下の抜粋について、次の問いに答えてください。
(a) 吸収性本体20の幅方向の寸法として好ましいとされる範囲は何か。
(b) トップシート24の液透過性を向上させるために、表面に施してもよいとされる加工は何か。
(c) トップシート24の坪量として好ましいとされる範囲は何か。

* **読解用抜粋**:
◆ ◆ ◆
以下、本実施形態のパンツ型吸収性物品1を構成する吸収性本体20、及び外装体30について詳細に説明する。
【0019】
<吸収性本体>
図2に示すように、吸収性本体20は、液透過性のトップシート24と、液不透過性のバックシート25と、トップシート24及びバックシート25の間に配置される吸収体29とを含む。なお、上記と同様に、各種サイズの成人用のパンツ型吸収性物品を提供することができるようにするために、吸収性本体20の長手方向の寸法は300mm以上500mm以下、幅方向の寸法は100mm以上300mm以下であることが好ましい。
以下、吸収性本体20に含まれる各構成部材について詳細に説明する。
【0020】
(トップシート)
トップシート24は、体液が吸収体29へと移動するような液透過性を備えた基材から形成すればよく、例えば、サーマルボンド不織布、スパンボンド不織布等の不織布、サーマルボンド不織布とスパンボンド不織布との積層体である複合不織布等の親水性の不織布材料、感触が柔らかで肌に刺激を与えない不織布以外の材料等から構成される。また、トップシート24には、液透過性を向上させるために、表面にエンボス加工や穿孔加工を施してもよい。エンボス加工や穿孔加工を施すための方法としては、公知の方法を制限なく実施することができる。また、肌への刺激を低減させるため、トップシート24には、ローション、酸化防止剤、抗炎症成分、pH調整剤、抗菌剤、保湿剤等を含有させてもよい。さらに、強度及び加工性の点から、トップシート24の坪量は、18g/m2以上40g/m2以下であることが好ましい。トップシート24の形状としては特に制限はないが、漏れがないように体液を吸収体29へと誘導するために必要とされる、吸収体29を覆う形状であればよい。
◆ ◆ ◆
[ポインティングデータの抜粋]
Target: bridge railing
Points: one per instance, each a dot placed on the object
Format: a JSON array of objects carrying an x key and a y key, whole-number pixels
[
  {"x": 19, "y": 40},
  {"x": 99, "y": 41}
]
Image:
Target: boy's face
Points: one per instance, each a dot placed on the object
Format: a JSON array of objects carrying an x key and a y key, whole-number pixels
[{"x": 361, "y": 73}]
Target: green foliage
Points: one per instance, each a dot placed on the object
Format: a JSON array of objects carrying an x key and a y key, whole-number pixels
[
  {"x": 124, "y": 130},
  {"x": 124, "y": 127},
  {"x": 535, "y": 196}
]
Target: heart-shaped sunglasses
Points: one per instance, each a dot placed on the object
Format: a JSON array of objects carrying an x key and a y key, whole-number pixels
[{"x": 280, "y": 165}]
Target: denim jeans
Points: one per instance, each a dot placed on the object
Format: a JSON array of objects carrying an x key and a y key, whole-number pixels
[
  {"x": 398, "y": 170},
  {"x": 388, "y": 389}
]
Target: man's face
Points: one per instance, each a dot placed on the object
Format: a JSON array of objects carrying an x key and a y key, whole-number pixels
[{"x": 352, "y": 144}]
◆ ◆ ◆
* **解答**:
(a) 100mm以上300mm以下
(b) エンボス加工や穿孔加工
(c) 18g/m2以上40g/m2以下